▶ [WORK REQUEST]: Which publications does the blog archive below name as the sources of the articles it discusses?

▶ [READING PASSAGE]:
^^^^^^^^
Category Archives: Trustworthiness

The marketplace scam as paradigm

Good article by Zoe Schiffer in The Verge on Instagram scams. In thinking about trust and its abuse it is important to remember how general the problem is, especially in marketplace interactions, and what institutional boundaries have evolved in all societies over the ages to police it. Thinking about misleading commercial behavior can be a useful baseline in modelling issues of trustworthiness in many digital domains (such as surveillance, algorithmic decision-making, platform content moderation, electoral disinformation, and so forth) where interactions do not immediately and obviously entail an exchange of goods and services in the market.

Ideological balance in banning

Interesting article in The Intercept about Facebook’s attempt to achieve ideological balance in its banning practices by juxtaposing its purge of QAnon-related accounts with one of Antifa ones. Whether such equivalence is at all warranted on its merits is largely beside the point: FB finds itself in exactly the same situation as the old-media publishers of yore, desperate for the public to retain the perception of its equidistance. Antifa was merely the most media-salient target available for this type of operation.

It is unclear to me that there still is a significant middle-ground public who cares about this type of equidistance in its editorial gatekeepers, so perhaps the more cynical suspicions, such as Natasha Lennard’s, that this is simply a move to curry favor with the current Administration in the middle of an election might not be off-track. What is more significant in the long term is that the content-moderation scrutiny FB now undergoes, chiefly because of its size, will only intensify going forward, forcing it to conduct ever more of these censoring operations. This restriction on debate will, in turn, eventually and progressively push more radical political discourse elsewhere online.

On the whole, I think this is a positive development: organizations that think of themselves as radically anti-establishment should own up to the fact that there is no reason they should count on being platformed by so integral a part of the contemporary establishment as FB. Public space for political mobilization is not confined to the internet, and the internet is not confined to giant social media platforms.

Evolving channels of communication for protests

I just read a story by Tanya Basu (in the MIT Technology Review) about the use of single-page websites (created through services such as Bio.fm and Carrd) to convey information about recent political mobilizations in the US. It’s very interesting how the new generation of social-justice activists is weaning itself from exclusive reliance on the major social media platforms in its search for anonymity, simplicity and accessibility. These ways of communicating information, as Basu underlines, bespeak an anti-influencer mentality: it’s the info that comes first, not the author.

It is early to say whether the same issues of content moderation, pathological speech, and censorship will crop up on these platforms, as well, but for the time being it is good to see some movement in this space.
^^^^^^^^
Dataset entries
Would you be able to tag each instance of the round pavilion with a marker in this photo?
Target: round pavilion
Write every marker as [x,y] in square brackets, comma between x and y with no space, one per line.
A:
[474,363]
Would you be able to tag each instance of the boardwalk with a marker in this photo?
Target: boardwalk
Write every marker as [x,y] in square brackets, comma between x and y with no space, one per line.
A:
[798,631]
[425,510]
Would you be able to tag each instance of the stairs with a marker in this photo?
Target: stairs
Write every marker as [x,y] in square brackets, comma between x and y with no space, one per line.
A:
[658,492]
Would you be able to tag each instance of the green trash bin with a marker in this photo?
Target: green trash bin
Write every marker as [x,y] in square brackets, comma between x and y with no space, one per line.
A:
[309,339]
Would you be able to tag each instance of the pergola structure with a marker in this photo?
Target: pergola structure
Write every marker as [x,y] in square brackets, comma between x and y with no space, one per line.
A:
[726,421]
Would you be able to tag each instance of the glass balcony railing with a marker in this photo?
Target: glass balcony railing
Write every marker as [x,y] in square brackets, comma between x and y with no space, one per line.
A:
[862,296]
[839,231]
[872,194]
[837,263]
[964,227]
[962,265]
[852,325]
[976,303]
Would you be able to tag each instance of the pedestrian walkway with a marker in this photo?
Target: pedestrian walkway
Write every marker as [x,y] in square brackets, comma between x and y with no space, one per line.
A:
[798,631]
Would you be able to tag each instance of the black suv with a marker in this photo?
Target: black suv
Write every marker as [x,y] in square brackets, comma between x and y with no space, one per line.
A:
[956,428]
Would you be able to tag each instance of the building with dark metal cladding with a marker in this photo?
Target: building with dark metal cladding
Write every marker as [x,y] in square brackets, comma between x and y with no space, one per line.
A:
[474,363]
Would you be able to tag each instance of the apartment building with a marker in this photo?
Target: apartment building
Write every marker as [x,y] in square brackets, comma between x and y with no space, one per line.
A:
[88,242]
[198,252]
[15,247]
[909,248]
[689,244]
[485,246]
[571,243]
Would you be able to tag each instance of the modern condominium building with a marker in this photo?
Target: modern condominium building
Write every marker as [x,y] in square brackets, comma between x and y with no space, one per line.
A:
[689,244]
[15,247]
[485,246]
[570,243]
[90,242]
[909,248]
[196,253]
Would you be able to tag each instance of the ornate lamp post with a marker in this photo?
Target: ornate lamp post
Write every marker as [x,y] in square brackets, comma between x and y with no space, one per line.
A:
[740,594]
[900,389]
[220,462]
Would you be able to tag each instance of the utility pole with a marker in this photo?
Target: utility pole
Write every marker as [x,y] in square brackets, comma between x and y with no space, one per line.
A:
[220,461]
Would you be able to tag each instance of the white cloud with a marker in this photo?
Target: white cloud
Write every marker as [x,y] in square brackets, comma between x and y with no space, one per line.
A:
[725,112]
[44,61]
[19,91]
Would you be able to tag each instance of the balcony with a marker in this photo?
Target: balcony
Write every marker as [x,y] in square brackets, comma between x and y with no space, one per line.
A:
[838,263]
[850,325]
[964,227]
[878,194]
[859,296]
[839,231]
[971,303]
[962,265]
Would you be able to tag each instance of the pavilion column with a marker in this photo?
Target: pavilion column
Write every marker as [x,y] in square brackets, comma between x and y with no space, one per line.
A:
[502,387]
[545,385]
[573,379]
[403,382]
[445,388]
^^^^^^^^
▶ [TASK RESULT]: The Verge, The Intercept, MIT Technology Review